### Exercise prompt
Rewrite every line of the entries below as one numbered list, leaving out any blank lines.

----

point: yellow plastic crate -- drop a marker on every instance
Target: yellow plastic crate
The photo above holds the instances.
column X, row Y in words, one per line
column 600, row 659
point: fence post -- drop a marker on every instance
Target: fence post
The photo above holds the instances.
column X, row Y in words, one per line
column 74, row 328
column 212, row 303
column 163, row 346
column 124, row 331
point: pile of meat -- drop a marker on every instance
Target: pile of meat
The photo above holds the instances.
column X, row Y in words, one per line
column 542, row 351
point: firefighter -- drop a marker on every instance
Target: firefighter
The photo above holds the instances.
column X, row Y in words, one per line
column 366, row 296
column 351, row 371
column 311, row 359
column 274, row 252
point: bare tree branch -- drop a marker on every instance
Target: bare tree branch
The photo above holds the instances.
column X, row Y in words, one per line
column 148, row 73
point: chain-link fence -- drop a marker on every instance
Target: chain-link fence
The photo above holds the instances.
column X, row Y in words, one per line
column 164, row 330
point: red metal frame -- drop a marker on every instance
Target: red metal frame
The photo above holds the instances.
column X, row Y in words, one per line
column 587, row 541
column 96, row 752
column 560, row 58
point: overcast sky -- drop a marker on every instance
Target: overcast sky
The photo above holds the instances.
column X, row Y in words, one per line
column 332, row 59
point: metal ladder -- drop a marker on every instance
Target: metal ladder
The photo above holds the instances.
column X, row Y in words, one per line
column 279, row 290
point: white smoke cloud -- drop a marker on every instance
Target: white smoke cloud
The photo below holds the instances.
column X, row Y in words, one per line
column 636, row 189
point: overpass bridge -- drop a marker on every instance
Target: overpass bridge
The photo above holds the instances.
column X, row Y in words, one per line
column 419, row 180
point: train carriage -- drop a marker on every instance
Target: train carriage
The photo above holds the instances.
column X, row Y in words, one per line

----

### Solution to the exercise
1. point: yellow plastic crate -- drop a marker on every instance
2. Target: yellow plastic crate
3. The photo above holds the instances.
4. column X, row Y in words, one per line
5. column 600, row 659
6. point: fence post -- drop a marker on every instance
7. Target: fence post
8. The photo above holds the instances.
9. column X, row Y in words, one per line
10. column 74, row 328
11. column 212, row 303
12. column 163, row 346
13. column 124, row 331
14. point: pile of meat -- drop a marker on every instance
15. Target: pile of meat
16. The photo above holds the instances.
17. column X, row Y in words, one per line
18. column 542, row 351
19. point: firefighter -- drop a marker on every instance
20. Target: firefighter
21. The photo above holds the instances.
22. column X, row Y in words, one per line
23. column 366, row 296
24. column 351, row 371
25. column 311, row 359
26. column 274, row 252
27. point: bare tree branch -- drop a marker on every instance
28. Target: bare tree branch
29. The photo above holds the instances.
30. column X, row Y in words, one per line
31. column 148, row 73
32. point: chain-link fence -- drop a marker on every instance
33. Target: chain-link fence
34. The photo above holds the instances.
35. column X, row Y in words, one per line
36. column 164, row 330
37. point: red metal frame -- drop a marker on every instance
38. Target: red metal frame
39. The photo above holds the instances.
40. column X, row Y in words, one per line
41. column 587, row 541
42. column 96, row 752
43. column 560, row 58
44. point: overcast sky -- drop a marker on every instance
45. Target: overcast sky
46. The photo above holds the instances.
47. column X, row Y in words, one per line
48. column 332, row 59
49. point: metal ladder -- drop a marker on every instance
50. Target: metal ladder
51. The photo above holds the instances.
52. column X, row Y in words, one per line
53. column 279, row 290
54. point: white smoke cloud -- drop a marker on every instance
55. Target: white smoke cloud
56. The photo below holds the instances.
57. column X, row Y in words, one per line
58. column 636, row 189
59. point: overpass bridge -- drop a marker on every instance
60. Target: overpass bridge
61. The photo above holds the instances.
62. column X, row Y in words, one per line
63. column 419, row 180
64. point: train carriage -- drop a marker on every instance
65. Target: train carriage
66. The photo above holds the instances.
67. column X, row Y in words, one per line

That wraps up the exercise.